## Brief
Lay out the part of the listing below as a JSON list of strings, one string per line. Start with the line containing "Search target: dry grass slope", go through the end of the listing, and leave out blank lines.

□ □ □

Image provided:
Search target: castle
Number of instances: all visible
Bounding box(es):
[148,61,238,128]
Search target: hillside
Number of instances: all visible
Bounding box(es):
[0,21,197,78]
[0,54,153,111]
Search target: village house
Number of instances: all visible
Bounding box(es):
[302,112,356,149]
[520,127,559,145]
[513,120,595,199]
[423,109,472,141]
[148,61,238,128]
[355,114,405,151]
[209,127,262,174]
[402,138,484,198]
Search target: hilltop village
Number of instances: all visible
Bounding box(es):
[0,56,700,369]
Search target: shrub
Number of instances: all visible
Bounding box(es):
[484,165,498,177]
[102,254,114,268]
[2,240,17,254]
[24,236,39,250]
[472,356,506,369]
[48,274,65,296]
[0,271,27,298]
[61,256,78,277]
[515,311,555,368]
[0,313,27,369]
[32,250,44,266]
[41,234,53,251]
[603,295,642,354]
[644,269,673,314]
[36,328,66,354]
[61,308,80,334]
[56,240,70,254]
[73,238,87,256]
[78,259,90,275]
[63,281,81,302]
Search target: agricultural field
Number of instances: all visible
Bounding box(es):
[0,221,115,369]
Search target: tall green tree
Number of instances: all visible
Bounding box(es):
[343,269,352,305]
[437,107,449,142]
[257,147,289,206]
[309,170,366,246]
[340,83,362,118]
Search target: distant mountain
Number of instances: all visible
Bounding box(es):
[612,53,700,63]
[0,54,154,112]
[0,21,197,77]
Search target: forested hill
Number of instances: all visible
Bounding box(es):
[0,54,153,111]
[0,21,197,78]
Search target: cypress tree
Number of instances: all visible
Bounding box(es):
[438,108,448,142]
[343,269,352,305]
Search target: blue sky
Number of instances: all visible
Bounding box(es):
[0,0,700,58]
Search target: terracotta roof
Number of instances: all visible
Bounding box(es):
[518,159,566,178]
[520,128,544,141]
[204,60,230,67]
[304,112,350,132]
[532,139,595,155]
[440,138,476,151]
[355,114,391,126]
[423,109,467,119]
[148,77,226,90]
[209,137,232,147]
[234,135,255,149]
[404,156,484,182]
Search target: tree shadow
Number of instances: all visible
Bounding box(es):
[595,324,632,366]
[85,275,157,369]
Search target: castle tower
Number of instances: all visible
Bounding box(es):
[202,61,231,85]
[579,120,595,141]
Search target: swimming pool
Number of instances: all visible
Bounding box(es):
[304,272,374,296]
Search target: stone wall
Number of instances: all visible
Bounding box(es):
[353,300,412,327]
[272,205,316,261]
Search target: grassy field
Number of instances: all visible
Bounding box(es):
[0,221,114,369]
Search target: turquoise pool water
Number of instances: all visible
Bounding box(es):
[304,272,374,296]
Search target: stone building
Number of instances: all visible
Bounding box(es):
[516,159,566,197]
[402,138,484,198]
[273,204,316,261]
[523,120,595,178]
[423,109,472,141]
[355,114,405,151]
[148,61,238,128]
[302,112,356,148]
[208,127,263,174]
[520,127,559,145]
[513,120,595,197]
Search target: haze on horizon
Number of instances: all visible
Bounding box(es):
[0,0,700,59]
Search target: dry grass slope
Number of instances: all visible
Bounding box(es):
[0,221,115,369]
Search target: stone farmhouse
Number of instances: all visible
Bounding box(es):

□ □ □

## Solution for this exercise
[
  "Search target: dry grass slope",
  "Number of instances: all visible",
  "Bounding box(es):",
  "[0,221,115,369]",
  "Search target: stone farmhouse",
  "Number of instances: all visible",
  "Bounding box(es):"
]